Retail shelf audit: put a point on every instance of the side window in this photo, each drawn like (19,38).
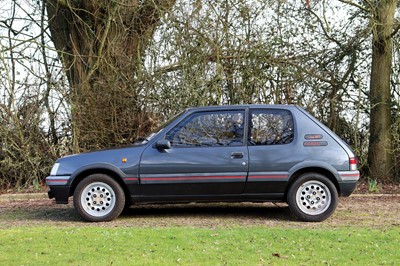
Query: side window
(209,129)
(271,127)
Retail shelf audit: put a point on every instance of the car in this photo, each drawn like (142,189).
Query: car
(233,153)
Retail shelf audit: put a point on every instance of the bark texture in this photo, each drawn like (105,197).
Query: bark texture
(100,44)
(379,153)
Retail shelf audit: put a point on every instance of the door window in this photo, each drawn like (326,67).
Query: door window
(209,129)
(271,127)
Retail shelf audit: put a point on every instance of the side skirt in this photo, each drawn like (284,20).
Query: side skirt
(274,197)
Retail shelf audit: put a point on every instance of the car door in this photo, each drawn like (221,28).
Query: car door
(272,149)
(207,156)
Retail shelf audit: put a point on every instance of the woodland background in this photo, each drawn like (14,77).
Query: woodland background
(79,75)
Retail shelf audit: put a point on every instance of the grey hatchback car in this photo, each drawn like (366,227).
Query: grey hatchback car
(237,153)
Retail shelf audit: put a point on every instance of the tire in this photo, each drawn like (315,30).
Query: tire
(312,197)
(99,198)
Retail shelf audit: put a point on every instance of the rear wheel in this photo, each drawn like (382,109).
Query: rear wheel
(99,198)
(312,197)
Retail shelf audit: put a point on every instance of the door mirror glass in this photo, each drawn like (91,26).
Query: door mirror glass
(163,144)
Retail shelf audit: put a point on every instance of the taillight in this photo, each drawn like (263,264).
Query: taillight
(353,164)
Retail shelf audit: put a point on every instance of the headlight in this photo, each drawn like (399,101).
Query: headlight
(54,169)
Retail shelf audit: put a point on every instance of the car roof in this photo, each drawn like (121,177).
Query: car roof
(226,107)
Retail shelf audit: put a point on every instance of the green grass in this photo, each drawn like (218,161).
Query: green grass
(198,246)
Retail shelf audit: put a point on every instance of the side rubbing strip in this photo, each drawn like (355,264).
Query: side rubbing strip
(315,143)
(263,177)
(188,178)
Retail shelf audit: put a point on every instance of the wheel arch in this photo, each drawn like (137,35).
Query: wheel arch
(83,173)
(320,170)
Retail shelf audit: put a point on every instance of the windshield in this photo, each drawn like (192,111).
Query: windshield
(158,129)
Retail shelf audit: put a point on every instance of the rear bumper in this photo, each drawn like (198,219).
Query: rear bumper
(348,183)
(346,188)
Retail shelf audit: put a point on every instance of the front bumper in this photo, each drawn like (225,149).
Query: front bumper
==
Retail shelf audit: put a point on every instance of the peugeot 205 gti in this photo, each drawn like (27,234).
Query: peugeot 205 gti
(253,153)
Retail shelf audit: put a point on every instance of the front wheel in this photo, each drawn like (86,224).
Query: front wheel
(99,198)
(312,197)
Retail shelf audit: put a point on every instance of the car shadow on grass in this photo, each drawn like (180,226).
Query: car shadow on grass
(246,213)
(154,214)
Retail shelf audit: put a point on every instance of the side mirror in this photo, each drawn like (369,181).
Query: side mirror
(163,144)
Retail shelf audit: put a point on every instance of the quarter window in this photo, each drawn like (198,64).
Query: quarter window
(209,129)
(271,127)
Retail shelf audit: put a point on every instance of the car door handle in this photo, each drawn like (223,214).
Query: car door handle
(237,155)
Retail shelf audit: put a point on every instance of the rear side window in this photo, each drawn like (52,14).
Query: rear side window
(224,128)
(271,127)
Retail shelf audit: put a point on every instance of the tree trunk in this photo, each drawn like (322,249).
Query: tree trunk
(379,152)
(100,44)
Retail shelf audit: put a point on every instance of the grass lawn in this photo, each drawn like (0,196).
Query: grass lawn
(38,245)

**JOB**: Copy the data from the line containing "drawn like (137,35)." down to the line containing "Query: front bumper", swapping "put a point on" for "mark" and changing nothing else.

**RESPONSE TO THIS EXERCISE**:
Retail shelf audit: mark every instance of the wheel arch in this photo, each drawn like (137,35).
Query: wheel arch
(83,173)
(320,170)
Retail shelf audit: mark every instance of the windshield in this photo, each drawn like (192,111).
Query: windshield
(158,129)
Retail shelf audit: mark every instance of the rear bumper in this photo, each drawn like (198,219).
Query: rear bumper
(348,183)
(346,188)
Retail shelf audit: mark every instance of the front bumper in this photo, each drawn like (225,149).
Query: front bumper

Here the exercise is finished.